(SELECTED PASSAGE):

——————————

1. A method of reducing backup bandwidth by remembering downloads to a computing device, comprising:
remembering information for a download to a computing device; and
backing up the computing device to a different system, wherein the information remembered for the download is used to provide a backup of the computing device without copying some of the downloaded data present on the computing device from the computing device.
2. The method of claim 1, wherein remembering information for the download further comprises remembering information for repeating the download, including a source of the downloaded data.
3. The method of claim 2, wherein backing up the computing device further comprises retrieving some of the downloaded data from the source of the downloaded data instead of from the computing device.
4. The method of claim 1, wherein remembering information for the download further comprises remembering one or more signatures for one or more pieces of the downloaded data.
5. The method of claim 4, wherein backing up the computing device further comprises using the one or more signatures to determine which pieces of data on the computing device are available from a remembered location.
6. The method of claim 1, wherein remembering information for the download further comprises:
routing the download for the computing device through at least one proxy node;
storing the downloaded data at the at least one proxy node; and
remembering that the downloaded data is stored at the at least one proxy node.
7. The method of claim 6, further comprising receiving a notification for the at least one proxy node to discard the downloaded data when the downloaded data is not saved by the computing device.
8. The method of claim 6, wherein backing up the computing device further comprises retrieving some of the downloaded data from the at least one proxy node instead of from the computing device.
9. A system for reducing backup bandwidth by remembering downloads to a computing device, comprising:
an information store to store remembered information for a download to a computing device; and
machine readable code stored in non-transient computer-readable media, the machine readable code executable by at least one processor to backup the computing device to a different system, wherein the remembered information for the download is used to provide a backup of the computing device without copying some of the downloaded data from the computing device.
10. The system of claim 9, wherein the remembered information for the download further comprises information to repeat the download.
11. The system of claim 9, wherein the remembered information for the download further comprises one or more signatures for one or more pieces of the downloaded data.
12. The system of claim 9, wherein the remembered information for the download further comprises information identifying an online source of the downloaded data.
13. The system of claim 11, wherein the backup of the computing device retrieves some of the downloaded data from the source of the downloaded data.
14. The system of claim 12, wherein the backup of the computing device uses the one or more signatures to determine which pieces of data on the computing device are available from the source.
15. The system of claim 9, wherein the machine readable code is further executable by the at least one processor to:
route the download for the computing device through at least one proxy node;
store the downloaded data at the at least one proxy node; and
remember that the downloaded data is stored at the at least one proxy node.
16. The system of claim 15, wherein the machine readable code is further executable by the at least one processor to discard the downloaded data when the downloaded data is not saved by the computing device.

——————————

(TASK TO CARRY OUT): Please reproduce everything in the patent claims from "3. The method" down to "a remembered location.". Work from the patent claims alone.

——————————

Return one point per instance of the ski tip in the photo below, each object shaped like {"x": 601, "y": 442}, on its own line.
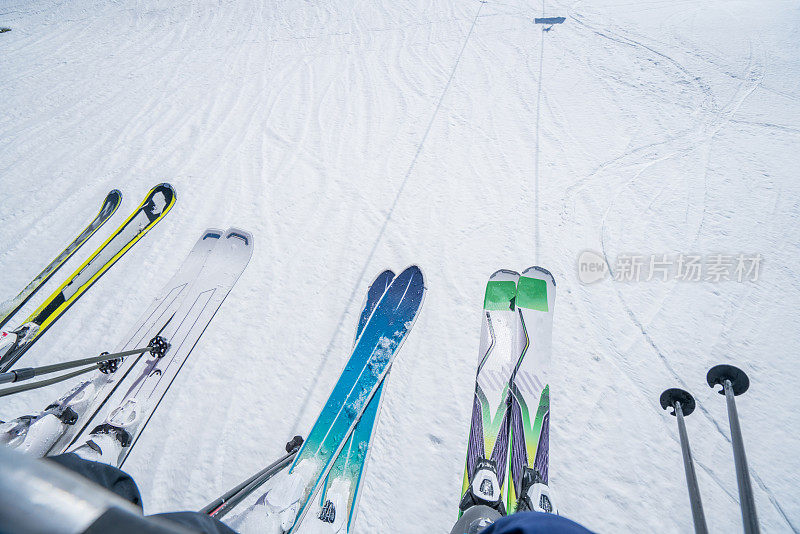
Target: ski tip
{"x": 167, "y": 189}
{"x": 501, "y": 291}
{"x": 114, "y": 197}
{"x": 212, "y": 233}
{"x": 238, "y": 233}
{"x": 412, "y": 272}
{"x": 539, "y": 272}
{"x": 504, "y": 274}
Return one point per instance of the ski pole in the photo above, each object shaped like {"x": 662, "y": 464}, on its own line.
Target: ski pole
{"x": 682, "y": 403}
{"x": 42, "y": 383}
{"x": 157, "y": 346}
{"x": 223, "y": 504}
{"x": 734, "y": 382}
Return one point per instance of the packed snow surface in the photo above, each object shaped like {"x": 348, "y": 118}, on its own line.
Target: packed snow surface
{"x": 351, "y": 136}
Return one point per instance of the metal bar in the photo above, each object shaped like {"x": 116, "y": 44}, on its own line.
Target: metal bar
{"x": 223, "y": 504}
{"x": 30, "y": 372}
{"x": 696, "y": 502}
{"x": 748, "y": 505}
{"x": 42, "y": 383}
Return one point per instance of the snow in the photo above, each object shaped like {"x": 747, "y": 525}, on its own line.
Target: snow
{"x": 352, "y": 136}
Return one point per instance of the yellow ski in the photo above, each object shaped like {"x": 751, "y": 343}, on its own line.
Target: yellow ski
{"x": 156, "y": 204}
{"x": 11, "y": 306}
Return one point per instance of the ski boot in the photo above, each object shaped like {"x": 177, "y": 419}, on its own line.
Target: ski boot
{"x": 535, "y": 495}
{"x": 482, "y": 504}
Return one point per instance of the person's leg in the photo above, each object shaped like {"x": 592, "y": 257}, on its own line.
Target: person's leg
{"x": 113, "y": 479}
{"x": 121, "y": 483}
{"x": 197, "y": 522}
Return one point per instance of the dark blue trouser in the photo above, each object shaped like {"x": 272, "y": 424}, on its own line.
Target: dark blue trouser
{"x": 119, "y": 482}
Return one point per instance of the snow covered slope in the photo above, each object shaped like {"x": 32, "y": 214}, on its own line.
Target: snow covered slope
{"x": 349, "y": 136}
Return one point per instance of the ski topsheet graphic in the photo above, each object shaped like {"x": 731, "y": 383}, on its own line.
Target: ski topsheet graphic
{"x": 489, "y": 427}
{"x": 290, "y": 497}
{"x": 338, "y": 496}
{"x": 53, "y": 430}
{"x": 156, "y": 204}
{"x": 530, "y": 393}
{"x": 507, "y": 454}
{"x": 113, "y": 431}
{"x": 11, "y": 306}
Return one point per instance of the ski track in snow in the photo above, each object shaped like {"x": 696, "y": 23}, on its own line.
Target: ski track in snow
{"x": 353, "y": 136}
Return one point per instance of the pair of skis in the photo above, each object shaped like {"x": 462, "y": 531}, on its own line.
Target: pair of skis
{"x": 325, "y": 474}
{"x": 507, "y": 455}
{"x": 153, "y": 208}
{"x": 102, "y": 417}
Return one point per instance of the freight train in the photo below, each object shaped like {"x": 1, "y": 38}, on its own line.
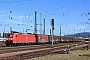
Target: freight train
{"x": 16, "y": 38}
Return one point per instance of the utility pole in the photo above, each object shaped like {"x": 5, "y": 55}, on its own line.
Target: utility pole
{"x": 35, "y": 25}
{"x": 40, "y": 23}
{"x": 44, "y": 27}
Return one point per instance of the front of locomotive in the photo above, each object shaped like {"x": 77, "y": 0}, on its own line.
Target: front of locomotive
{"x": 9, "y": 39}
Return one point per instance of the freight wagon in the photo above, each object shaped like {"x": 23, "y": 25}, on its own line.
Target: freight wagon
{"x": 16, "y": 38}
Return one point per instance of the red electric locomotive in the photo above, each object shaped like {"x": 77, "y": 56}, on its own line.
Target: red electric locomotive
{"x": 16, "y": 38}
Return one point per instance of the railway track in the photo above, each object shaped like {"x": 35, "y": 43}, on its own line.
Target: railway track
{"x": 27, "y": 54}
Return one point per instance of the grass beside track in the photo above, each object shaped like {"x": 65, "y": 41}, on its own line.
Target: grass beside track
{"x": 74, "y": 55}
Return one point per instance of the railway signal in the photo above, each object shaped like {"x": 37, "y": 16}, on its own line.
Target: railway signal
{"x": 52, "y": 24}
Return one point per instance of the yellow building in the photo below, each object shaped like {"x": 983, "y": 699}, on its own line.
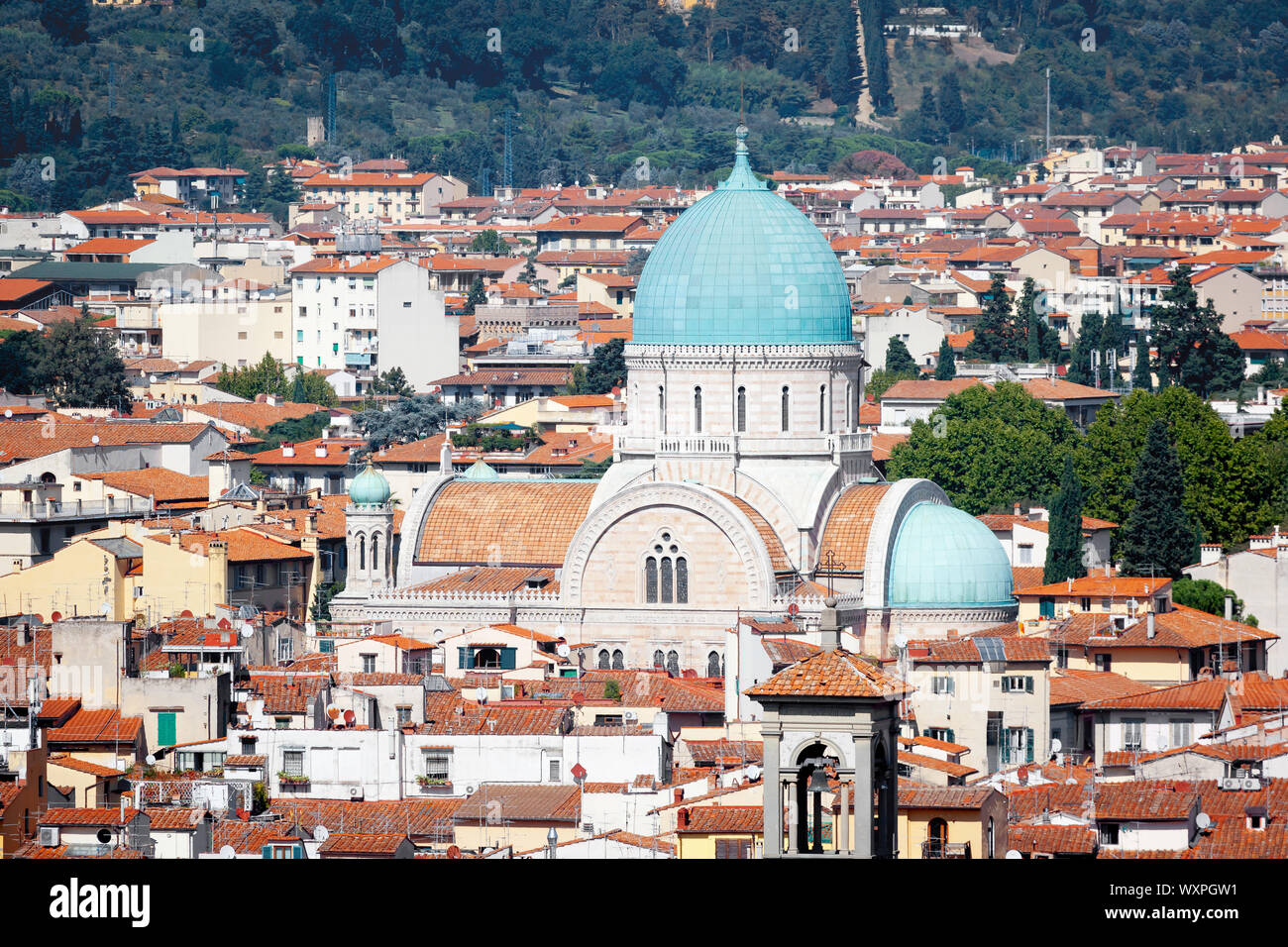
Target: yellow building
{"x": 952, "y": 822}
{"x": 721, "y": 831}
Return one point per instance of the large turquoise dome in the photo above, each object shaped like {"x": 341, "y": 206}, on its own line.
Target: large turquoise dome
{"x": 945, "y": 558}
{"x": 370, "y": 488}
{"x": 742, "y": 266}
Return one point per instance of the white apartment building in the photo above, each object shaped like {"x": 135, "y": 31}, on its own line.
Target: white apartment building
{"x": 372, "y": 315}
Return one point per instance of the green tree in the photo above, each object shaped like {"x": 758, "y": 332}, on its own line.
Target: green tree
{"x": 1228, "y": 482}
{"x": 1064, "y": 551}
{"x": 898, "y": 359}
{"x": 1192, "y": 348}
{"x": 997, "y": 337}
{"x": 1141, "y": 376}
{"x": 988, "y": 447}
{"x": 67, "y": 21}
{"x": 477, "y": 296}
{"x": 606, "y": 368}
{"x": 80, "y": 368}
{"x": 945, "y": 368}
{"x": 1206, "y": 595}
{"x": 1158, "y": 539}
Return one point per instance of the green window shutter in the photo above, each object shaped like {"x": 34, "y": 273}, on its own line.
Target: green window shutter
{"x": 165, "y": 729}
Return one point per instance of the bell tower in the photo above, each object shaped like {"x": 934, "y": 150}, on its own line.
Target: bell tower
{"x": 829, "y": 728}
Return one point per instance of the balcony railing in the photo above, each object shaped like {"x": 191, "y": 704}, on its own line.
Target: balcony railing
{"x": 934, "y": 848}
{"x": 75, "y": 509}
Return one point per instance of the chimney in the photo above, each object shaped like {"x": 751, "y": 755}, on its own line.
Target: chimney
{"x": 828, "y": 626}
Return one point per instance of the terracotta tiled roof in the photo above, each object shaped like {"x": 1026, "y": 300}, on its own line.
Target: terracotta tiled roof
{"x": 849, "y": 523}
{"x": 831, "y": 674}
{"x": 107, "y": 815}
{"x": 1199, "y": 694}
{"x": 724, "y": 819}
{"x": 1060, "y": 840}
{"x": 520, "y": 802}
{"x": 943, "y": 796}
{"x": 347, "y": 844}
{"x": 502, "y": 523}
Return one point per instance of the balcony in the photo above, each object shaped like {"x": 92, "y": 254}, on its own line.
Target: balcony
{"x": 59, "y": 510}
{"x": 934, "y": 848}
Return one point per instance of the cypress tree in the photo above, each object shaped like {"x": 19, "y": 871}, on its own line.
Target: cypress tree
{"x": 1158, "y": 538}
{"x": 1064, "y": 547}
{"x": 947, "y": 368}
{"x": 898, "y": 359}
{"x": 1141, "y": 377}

——————————

(SOLUTION):
3. The method of claim 2, wherein backing up the computing device further comprises retrieving some of the downloaded data from the source of the downloaded data instead of from the computing device.
4. The method of claim 1, wherein remembering information for the download further comprises remembering one or more signatures for one or more pieces of the downloaded data.
5. The method of claim 4, wherein backing up the computing device further comprises using the one or more signatures to determine which pieces of data on the computing device are available from a remembered location.